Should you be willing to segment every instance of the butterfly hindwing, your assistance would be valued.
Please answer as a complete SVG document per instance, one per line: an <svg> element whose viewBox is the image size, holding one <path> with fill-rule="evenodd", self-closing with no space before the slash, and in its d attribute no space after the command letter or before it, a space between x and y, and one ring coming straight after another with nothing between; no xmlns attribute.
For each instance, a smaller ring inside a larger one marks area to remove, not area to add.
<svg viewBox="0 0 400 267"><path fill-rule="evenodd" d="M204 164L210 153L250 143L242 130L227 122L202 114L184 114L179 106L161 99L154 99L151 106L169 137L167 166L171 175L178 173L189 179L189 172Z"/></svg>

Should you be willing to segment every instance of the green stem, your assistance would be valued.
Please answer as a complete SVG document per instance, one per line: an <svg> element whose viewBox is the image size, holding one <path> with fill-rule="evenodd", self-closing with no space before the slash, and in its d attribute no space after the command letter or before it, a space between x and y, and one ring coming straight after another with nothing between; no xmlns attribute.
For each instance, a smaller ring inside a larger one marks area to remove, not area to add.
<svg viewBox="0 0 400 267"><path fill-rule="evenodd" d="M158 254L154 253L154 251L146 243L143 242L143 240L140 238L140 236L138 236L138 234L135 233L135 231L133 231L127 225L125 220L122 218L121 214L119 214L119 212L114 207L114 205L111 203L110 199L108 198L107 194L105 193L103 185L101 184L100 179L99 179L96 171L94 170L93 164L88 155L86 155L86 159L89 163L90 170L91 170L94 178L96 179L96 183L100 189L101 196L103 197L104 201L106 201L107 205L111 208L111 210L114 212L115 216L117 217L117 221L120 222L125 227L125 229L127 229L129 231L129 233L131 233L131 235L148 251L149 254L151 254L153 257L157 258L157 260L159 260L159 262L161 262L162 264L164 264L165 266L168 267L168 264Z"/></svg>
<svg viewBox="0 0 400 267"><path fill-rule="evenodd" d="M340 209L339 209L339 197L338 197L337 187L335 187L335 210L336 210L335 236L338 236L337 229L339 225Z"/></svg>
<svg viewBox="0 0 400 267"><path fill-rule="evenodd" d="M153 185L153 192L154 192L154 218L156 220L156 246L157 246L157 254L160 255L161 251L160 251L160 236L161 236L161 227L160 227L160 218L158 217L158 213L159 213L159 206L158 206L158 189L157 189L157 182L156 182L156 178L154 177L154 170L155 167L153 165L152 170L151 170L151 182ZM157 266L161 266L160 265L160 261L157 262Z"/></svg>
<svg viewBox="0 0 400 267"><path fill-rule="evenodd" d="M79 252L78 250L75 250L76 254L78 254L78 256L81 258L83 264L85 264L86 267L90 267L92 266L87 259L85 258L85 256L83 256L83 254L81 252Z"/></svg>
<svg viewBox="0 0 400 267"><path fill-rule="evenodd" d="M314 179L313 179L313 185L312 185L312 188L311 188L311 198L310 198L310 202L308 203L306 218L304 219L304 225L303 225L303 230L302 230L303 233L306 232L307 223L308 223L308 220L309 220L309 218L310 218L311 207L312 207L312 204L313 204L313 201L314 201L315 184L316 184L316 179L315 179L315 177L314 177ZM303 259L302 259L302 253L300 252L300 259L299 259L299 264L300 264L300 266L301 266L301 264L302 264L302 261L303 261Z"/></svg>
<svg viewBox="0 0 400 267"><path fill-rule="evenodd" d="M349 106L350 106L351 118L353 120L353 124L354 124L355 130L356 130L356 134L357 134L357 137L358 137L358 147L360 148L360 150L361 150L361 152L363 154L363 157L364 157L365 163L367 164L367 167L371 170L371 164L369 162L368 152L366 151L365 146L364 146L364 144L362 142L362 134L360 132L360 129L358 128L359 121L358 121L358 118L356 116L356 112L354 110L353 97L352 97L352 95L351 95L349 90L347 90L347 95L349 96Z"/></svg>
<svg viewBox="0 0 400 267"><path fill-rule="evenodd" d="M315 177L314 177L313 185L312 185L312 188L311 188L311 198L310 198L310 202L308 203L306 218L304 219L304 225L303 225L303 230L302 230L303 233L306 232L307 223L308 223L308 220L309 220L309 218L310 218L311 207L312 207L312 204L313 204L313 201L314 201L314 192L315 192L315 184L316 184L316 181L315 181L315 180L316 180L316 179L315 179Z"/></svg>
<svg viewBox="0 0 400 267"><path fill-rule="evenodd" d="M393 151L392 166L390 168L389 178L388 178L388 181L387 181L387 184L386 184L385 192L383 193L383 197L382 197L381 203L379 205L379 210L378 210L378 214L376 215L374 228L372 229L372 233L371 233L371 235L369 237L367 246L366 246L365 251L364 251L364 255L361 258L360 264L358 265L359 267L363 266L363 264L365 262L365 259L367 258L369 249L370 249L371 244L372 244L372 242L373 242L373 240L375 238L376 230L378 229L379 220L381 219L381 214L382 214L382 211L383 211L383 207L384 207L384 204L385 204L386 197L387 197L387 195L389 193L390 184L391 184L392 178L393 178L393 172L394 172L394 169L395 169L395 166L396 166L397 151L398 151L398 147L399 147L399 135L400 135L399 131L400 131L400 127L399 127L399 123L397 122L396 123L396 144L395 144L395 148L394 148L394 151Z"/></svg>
------------------------------------------------------------
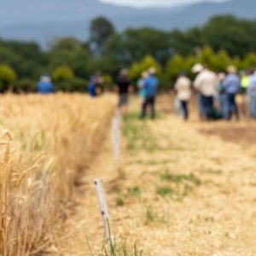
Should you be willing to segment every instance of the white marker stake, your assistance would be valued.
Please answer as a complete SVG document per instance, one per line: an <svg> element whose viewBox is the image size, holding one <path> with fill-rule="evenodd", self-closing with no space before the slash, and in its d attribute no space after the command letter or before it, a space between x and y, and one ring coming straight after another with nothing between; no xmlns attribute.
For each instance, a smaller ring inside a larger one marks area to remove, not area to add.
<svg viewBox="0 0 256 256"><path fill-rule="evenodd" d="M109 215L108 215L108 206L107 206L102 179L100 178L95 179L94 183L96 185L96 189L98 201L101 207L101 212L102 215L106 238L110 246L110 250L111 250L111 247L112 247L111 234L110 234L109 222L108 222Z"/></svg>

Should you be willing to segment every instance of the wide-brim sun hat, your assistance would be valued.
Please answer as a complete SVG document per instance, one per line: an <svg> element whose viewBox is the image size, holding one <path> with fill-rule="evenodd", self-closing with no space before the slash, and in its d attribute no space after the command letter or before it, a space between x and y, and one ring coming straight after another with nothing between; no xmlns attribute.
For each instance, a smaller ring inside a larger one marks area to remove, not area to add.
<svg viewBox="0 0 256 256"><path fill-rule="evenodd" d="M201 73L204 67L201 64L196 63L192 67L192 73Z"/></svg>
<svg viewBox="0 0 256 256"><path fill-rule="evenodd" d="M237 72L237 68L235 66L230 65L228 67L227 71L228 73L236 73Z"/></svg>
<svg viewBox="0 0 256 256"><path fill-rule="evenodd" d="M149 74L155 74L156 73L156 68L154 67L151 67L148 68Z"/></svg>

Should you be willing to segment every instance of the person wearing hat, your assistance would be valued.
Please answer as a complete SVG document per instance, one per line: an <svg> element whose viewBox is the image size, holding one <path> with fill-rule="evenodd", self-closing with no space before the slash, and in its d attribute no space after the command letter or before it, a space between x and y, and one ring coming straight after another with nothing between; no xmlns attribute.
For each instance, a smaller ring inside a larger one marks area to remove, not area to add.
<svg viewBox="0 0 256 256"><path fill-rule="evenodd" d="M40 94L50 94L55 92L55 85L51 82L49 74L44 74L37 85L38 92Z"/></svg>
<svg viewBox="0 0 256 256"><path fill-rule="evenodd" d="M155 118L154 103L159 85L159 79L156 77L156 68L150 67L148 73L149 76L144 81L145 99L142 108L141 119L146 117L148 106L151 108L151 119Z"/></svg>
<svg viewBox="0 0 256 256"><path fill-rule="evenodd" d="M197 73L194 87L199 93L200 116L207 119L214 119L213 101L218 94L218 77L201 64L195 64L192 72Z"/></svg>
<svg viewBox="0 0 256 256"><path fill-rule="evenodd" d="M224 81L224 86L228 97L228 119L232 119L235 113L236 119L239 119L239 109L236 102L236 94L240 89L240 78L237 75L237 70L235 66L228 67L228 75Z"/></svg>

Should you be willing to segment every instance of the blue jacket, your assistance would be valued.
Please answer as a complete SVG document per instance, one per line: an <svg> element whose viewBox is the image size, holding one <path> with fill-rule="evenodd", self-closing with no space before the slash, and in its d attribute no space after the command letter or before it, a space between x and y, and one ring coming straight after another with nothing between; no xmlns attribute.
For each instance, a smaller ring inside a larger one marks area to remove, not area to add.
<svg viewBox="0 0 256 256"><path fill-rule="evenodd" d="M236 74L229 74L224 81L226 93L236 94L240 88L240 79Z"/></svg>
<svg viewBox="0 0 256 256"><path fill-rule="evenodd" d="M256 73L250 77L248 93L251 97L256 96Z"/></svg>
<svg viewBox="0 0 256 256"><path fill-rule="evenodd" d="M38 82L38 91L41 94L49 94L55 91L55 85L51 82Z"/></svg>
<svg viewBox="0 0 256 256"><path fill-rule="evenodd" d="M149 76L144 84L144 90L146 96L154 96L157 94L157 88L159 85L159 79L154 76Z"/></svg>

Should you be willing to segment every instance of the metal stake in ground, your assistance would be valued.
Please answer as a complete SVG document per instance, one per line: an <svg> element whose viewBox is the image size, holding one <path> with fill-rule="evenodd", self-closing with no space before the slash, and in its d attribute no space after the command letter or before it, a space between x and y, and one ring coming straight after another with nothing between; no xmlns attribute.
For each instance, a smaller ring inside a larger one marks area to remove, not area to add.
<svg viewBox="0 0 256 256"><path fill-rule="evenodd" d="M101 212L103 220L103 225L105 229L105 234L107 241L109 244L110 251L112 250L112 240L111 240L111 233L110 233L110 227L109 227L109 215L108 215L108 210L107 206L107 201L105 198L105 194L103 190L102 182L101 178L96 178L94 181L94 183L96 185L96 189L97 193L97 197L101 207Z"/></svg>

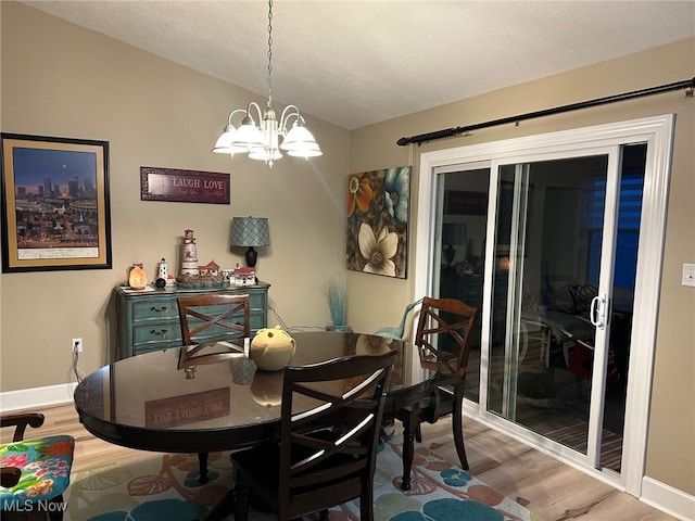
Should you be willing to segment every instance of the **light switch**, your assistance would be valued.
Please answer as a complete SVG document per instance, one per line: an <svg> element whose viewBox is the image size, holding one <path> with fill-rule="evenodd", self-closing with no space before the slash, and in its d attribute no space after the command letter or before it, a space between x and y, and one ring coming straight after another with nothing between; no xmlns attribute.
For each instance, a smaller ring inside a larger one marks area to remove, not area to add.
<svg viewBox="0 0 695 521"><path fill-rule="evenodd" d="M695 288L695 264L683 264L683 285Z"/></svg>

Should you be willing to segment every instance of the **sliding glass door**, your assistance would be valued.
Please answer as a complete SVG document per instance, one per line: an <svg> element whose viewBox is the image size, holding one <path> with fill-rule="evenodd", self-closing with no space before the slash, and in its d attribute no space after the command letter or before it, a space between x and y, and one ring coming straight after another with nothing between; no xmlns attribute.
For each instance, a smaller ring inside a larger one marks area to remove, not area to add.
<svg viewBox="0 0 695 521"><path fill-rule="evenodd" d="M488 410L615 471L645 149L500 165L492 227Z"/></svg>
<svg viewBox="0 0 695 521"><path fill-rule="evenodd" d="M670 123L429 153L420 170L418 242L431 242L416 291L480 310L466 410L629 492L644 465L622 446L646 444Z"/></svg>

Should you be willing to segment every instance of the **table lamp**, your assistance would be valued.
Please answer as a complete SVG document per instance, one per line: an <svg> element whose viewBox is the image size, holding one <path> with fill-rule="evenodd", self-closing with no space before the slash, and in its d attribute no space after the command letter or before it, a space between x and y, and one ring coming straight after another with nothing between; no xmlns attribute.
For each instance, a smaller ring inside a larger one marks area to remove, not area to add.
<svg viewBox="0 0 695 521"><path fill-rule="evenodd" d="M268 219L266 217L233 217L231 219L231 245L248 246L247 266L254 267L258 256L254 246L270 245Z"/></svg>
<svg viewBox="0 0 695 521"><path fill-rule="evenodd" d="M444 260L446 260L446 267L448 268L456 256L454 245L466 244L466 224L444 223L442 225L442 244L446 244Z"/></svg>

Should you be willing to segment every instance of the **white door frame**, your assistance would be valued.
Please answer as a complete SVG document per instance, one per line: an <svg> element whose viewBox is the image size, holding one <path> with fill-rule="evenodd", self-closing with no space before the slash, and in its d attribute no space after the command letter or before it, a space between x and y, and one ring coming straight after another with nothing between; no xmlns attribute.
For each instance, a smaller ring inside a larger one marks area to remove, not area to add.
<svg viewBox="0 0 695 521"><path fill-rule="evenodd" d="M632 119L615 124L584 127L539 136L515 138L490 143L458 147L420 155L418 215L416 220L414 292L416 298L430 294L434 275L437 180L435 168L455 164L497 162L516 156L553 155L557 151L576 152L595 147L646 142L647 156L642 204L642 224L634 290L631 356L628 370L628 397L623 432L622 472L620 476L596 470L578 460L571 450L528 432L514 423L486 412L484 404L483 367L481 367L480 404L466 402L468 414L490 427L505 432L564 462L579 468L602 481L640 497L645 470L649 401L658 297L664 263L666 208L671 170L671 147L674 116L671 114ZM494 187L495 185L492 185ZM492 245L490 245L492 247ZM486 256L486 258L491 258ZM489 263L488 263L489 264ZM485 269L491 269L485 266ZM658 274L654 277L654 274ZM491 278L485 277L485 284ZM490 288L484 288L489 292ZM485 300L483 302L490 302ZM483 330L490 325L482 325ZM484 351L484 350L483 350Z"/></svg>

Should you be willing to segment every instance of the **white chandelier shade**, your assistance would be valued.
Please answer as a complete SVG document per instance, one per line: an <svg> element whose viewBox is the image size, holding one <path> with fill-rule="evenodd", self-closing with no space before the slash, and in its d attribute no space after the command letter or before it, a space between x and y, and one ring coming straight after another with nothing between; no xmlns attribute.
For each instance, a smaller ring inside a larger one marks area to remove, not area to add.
------------------------------------------------------------
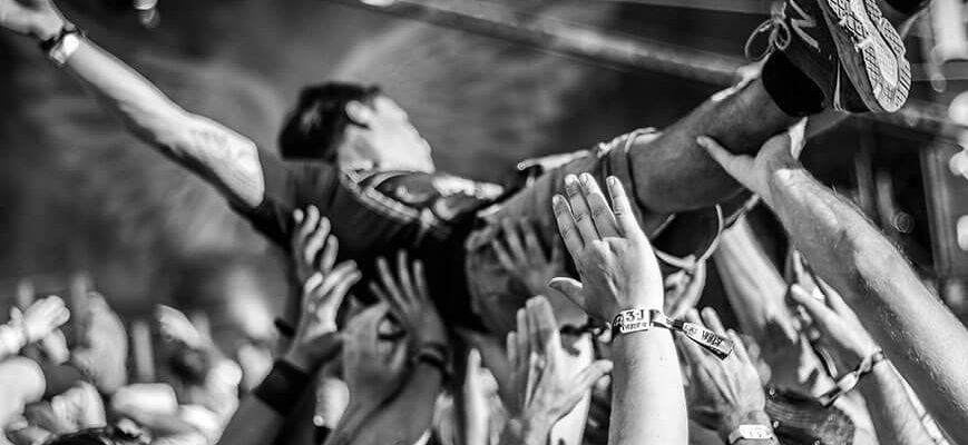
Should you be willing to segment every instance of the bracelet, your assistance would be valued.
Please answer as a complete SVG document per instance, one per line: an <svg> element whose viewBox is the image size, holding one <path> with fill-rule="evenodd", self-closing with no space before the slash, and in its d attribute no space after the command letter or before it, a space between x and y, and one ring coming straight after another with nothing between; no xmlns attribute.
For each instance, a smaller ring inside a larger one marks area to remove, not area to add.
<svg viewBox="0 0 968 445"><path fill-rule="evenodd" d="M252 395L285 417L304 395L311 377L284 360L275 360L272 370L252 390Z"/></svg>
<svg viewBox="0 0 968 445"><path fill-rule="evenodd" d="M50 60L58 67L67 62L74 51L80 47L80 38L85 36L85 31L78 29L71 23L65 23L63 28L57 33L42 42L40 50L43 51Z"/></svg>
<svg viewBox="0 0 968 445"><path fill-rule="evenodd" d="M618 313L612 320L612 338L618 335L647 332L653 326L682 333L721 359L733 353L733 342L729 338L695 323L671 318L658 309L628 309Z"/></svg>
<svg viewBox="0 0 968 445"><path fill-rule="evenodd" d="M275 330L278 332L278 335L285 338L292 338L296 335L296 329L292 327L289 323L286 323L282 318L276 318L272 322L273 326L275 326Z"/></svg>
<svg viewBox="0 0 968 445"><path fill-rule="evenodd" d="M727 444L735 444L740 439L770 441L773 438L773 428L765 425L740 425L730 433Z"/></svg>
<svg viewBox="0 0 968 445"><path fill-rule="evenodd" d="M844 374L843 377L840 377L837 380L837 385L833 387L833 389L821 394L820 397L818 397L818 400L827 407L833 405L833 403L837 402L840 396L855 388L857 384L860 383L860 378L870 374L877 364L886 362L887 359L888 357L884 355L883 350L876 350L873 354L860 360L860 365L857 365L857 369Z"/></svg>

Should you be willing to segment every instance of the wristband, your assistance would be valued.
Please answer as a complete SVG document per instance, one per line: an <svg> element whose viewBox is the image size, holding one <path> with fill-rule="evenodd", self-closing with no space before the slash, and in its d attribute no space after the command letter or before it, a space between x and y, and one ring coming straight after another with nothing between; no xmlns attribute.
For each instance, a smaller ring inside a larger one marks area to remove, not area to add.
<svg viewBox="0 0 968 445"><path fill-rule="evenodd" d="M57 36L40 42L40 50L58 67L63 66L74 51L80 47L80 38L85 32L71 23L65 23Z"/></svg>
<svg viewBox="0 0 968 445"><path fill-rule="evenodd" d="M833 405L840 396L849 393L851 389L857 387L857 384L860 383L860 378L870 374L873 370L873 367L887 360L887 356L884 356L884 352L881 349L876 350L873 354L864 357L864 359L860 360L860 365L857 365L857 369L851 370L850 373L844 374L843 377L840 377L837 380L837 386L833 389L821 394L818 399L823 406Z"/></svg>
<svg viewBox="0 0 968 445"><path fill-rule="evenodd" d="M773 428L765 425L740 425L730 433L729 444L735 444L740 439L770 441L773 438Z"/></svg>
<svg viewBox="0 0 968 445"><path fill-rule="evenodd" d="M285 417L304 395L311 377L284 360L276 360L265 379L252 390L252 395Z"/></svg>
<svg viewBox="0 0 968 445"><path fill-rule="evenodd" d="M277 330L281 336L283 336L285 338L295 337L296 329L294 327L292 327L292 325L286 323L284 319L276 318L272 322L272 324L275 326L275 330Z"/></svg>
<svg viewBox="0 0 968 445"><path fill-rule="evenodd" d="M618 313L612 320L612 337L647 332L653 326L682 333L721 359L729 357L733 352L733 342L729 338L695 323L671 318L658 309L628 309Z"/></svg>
------------------------------------------------------------
STATED TASK:
Render the lines from the one containing "Should you be willing to segment every instance of the **light" through the one containing "288L695 264L683 264L683" as a Markdown table with the columns Row and Text. Number each line and leave out any blank ones.

EXERCISE RESPONSE:
| Row | Text |
|---|---|
| 1 | Should you be willing to segment every instance of the **light switch**, your assistance would be valued. |
| 2 | Please answer as a complete SVG document per instance, one per line: an <svg> element whose viewBox is the image size, holding one <path> with fill-rule="evenodd", self-closing with no space before the slash, and in its d attribute no space after the command letter or before it, a space between x and y, and one ring coming straight after another with nothing between; no xmlns attribute. |
| 3 | For each instance, a smaller ring inside a larger one marks area to remove, not area to add. |
| 4 | <svg viewBox="0 0 695 521"><path fill-rule="evenodd" d="M695 288L695 264L683 264L683 285Z"/></svg> |